**Supplied records:**
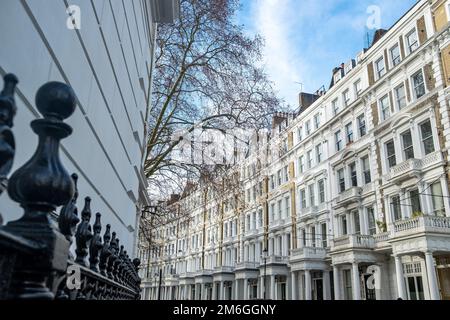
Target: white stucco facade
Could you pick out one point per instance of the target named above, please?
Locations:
(358, 180)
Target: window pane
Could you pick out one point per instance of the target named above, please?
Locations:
(408, 149)
(419, 85)
(395, 55)
(390, 150)
(400, 97)
(362, 125)
(395, 206)
(427, 137)
(415, 201)
(384, 107)
(437, 199)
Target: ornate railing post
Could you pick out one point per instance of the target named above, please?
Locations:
(40, 186)
(7, 144)
(106, 251)
(68, 216)
(96, 244)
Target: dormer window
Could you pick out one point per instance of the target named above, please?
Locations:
(337, 76)
(379, 65)
(411, 40)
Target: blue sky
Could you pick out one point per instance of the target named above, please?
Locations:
(306, 39)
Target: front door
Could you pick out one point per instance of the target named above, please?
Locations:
(369, 293)
(317, 289)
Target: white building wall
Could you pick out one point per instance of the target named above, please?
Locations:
(105, 62)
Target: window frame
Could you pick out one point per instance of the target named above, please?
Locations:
(380, 72)
(396, 60)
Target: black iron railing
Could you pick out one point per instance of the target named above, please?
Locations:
(35, 260)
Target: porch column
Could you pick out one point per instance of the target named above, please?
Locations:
(272, 287)
(245, 289)
(363, 225)
(388, 214)
(294, 285)
(356, 282)
(301, 285)
(446, 195)
(220, 295)
(261, 288)
(432, 278)
(406, 201)
(214, 297)
(326, 285)
(336, 283)
(400, 280)
(307, 285)
(288, 290)
(423, 191)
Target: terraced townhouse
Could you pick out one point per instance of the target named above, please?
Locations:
(346, 199)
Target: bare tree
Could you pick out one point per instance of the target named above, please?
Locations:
(207, 76)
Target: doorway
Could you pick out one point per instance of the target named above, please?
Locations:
(317, 293)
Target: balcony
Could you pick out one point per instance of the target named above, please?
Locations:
(412, 167)
(308, 253)
(250, 233)
(353, 241)
(421, 224)
(224, 269)
(247, 265)
(349, 196)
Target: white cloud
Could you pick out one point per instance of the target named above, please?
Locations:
(274, 21)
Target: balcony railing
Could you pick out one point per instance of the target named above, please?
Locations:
(277, 223)
(354, 241)
(35, 260)
(247, 265)
(224, 269)
(309, 253)
(411, 167)
(420, 224)
(275, 259)
(350, 195)
(381, 237)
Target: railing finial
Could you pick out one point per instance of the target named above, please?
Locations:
(7, 144)
(40, 186)
(84, 234)
(96, 243)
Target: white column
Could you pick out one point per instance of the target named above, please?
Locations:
(432, 278)
(301, 286)
(336, 283)
(326, 285)
(388, 214)
(294, 285)
(220, 296)
(288, 290)
(308, 285)
(400, 280)
(356, 282)
(446, 195)
(214, 297)
(245, 289)
(261, 288)
(363, 226)
(272, 287)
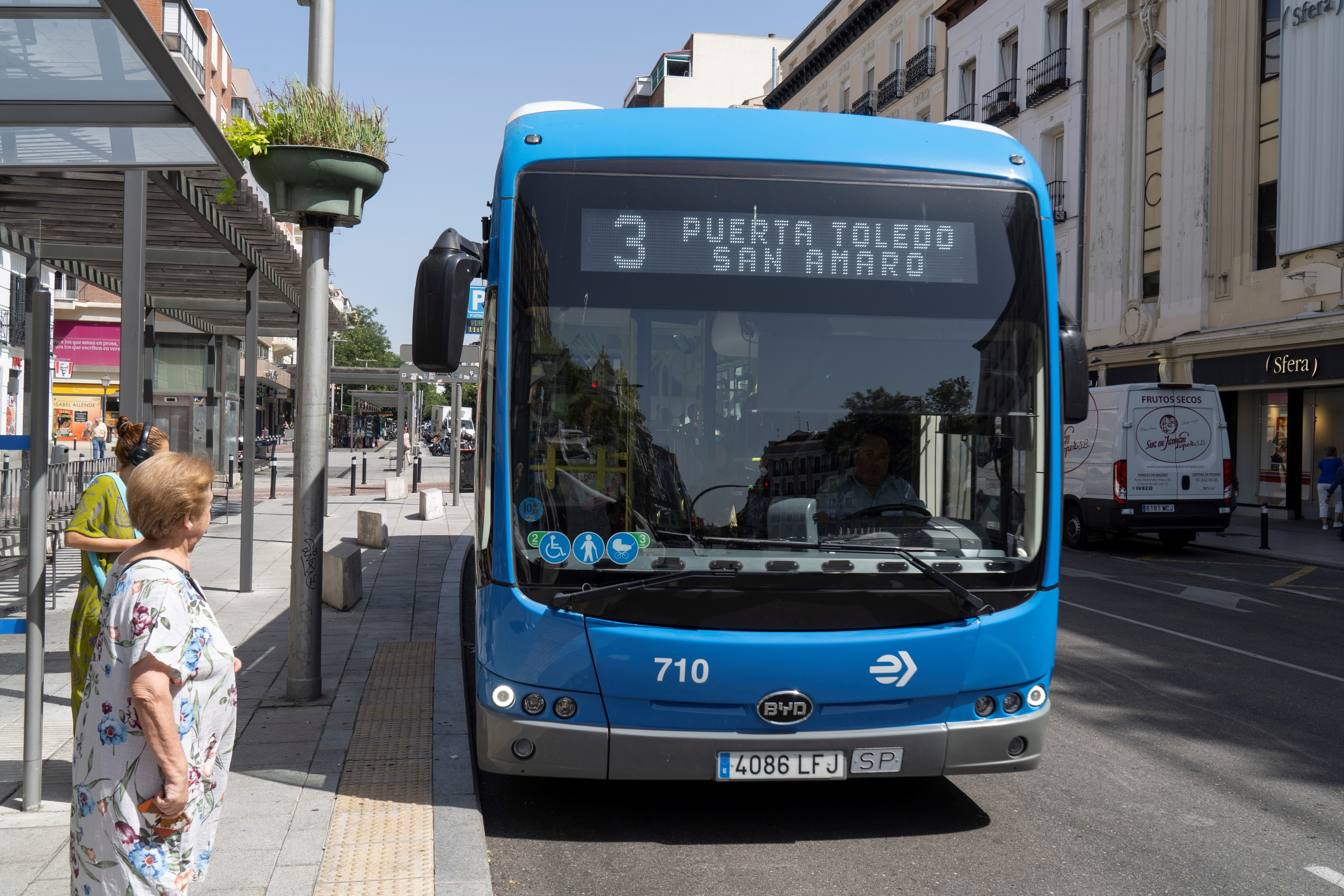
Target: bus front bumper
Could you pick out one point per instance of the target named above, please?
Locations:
(562, 750)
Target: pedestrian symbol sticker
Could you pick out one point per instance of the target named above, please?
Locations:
(588, 547)
(556, 547)
(623, 547)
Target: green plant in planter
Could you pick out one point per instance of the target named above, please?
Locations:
(314, 152)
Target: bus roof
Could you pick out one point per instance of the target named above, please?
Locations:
(765, 135)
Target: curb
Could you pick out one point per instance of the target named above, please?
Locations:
(462, 863)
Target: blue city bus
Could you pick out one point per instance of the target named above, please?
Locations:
(769, 447)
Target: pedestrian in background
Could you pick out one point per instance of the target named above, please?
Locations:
(99, 432)
(155, 733)
(1330, 465)
(101, 530)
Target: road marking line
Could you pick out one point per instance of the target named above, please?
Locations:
(1329, 875)
(1308, 594)
(1213, 644)
(1292, 577)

**What is expected:**
From the entries above, list each line with "white" in it.

**Task result:**
Target: white stucco facade
Target: white building wall
Target: white cloud
Target: white column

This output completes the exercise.